Tâche à réaliser ▸ Pouvez-vous réécrire sous forme de liste le paragraphe du texte sur la dengue qui commence par « L'équipe de Cécile Julier », en conservant ses faits principaux ?

Texte fourni ▸
--*--
Il n'existe aujourd'hui ni traitement spécifique ni vaccin pour combattre cette maladie, mais de nombreuses études multidisciplinaires sont en cours.

Un récepteur essentiel.
Il y a près de deux ans, un récepteur cellulaire crucial pour l'infection par le virus de la dengue a été identifié par deux équipes de l'Institut Pasteur. Inoculé dans la peau, le virus interagit avec des cellules du système immunitaire, les cellules dendritiques, considérées comme les premières cibles du virus.
Les chercheurs ont démontré que le récepteur DC-SIGN1 (« dendritic-cell-specific ICAM3-grabbing non-integrin ») situé à la surface des cellules dendritiques constitue pour le virus de la dengue un site de fixation, nécessaire à l'infection active de ces cellules.
L'équipe de Cécile Julier, de l'Institut Pasteur (Paris, génétique des maladies infectieuses et auto-immunes), a mené, en collaboration avec des chercheurs thaïlandais, une étude génétique de ce récepteur auprès de sujets thaïlandais atteints de dengue et de témoins sains. L'objectif des chercheurs était de déterminer si des variations (ou polymorphismes) du gène CD209 sont associées au risque de dengue. Les résultats de cette étude sont décrits dans « Nature Genetics ».

Trois cohortes indépendantes.
Les chercheurs ont recruté des enfants âgés de 5 à 15 ans, respectivement atteints de dengue (cas) et indemnes (témoins) dans trois hôpitaux thaïlandais.
Les enfants infectés présentaient soit une dengue sévère invalidante (fièvre, rash, manifestations hémorragiques ou hépatomégalie, sans pertes plasmatiques), soit une dengue hémorragique (mêmes symptômes avec une fuite plasmatique se traduisant par une hémoconcentration ou un épanchement pleural).
Au total, 606 enfants affectés et 696 enfants témoins ont été étudiés.
En étudiant une première cohorte, les chercheurs ont trouvé une forte association entre un variant du promoteur du gène - DC-SIGN1-336 - et le risque de dengue invalidante, comparativement à la dengue hémorragique et à la population témoin. Ils ont ensuite répliqué leurs résultats dans les deux autres cohortes indépendantes.
--*--
Données enregistrées ▸
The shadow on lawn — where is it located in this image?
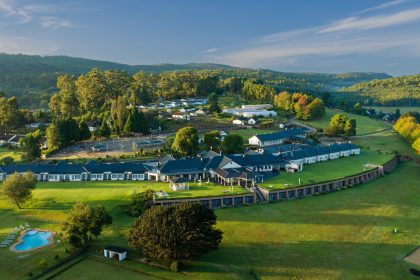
[201,241,418,279]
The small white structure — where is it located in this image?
[104,246,127,261]
[248,118,257,124]
[169,177,190,191]
[232,119,245,125]
[242,104,273,110]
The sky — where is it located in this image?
[0,0,420,75]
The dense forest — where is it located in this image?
[0,54,390,109]
[336,75,420,106]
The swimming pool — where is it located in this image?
[14,229,53,252]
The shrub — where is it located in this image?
[170,261,183,272]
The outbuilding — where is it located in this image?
[104,246,127,261]
[169,177,190,191]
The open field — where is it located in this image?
[368,106,420,114]
[231,128,277,139]
[306,109,392,135]
[261,149,393,190]
[0,114,420,280]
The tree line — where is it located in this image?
[394,112,420,153]
[274,91,325,121]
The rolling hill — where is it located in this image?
[336,74,420,106]
[0,54,390,108]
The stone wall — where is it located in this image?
--*--
Corrigé ▸
- Équipe : celle de Cécile Julier, à l'Institut Pasteur (Paris, génétique des maladies infectieuses et auto-immunes), en collaboration avec des chercheurs thaïlandais.
- Étude : analyse génétique du récepteur DC-SIGN1 chez des sujets thaïlandais atteints de dengue et chez des témoins sains.
- Objectif : déterminer si des variations (polymorphismes) du gène CD209 sont associées au risque de dengue.
- Publication : les résultats sont décrits dans « Nature Genetics ».